▶ **課題 1**
後に示す一覧で、「Task」という文字列を含む行を数え、その数だけを答えなさい。大文字と小文字は区別すること。

▶ **課題文**
===============
遺言書の書き方HOW TO WRITE

遺産分割の内訳は遺産分割協議によって決めるのが理想ですが、相続人全員が納得するように分割するのはなかなか難しいものです。 また、相続人以外の人に財産を残したいというケースや、特定の相続人には財産を渡したくないというような、法定相続では対応できないケースも考えられます。
そういった場合に、将来起こりうるトラブルを未然に防ぐことができるのが「遺言書」です。
「相続するような財産がないから遺言なんて関係ない」という方からの遺産相続に関するトラブルが最近急増しているので、財産額に関係なく準備されるのをお勧めします。ここでは遺言書の種類や書き方などを理解しておきましょう。

3種類の遺言書について

遺言は自分の財産を託すための法律的に有効な手段として、被相続人の生前に行われるものです。
===============
▶ **提供データ**
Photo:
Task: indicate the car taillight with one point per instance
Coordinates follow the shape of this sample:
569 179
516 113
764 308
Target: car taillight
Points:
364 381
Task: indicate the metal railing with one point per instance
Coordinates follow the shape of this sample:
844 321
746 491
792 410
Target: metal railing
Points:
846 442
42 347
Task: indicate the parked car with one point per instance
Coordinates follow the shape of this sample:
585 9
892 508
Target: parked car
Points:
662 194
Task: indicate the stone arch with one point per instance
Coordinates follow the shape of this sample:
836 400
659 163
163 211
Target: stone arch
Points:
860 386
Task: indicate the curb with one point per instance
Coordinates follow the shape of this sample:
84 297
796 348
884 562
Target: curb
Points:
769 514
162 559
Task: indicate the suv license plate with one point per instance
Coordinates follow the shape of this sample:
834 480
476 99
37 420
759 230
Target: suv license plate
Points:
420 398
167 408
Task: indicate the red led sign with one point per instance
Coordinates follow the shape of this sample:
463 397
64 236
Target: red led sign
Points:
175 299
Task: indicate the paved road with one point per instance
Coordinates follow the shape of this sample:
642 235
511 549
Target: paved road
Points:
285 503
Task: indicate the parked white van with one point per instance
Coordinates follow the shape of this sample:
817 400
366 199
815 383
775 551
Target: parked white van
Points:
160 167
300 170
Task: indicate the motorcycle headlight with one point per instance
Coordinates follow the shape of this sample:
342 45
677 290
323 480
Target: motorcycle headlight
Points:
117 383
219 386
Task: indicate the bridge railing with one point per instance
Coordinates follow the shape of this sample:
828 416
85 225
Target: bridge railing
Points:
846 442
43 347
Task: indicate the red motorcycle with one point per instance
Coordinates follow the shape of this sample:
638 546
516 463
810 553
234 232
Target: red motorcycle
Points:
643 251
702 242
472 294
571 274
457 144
===============
▶ **課題 2**
遺言書の書き方についての課題文を、最後の文に続けて書き進めなさい。

▶ **解答 1**
12

▶ **解答 2**
文字で残すのが原則で、作成後の改変が可能なビデオテープや録音テープ等は遺言として認められていません。
また遺言を共同で作成することはできず、必ず「個人」で作成しなければなりません。
遺言の種類には、通常、以下の3種類があります。

自筆証書遺言

自筆証書遺言とは、本人が遺言書の全文・日付・氏名を自筆で書いた書面に捺印したものです。
第三者が読み取れる字で理解できる文言を用い、法的に有効でなければなりません。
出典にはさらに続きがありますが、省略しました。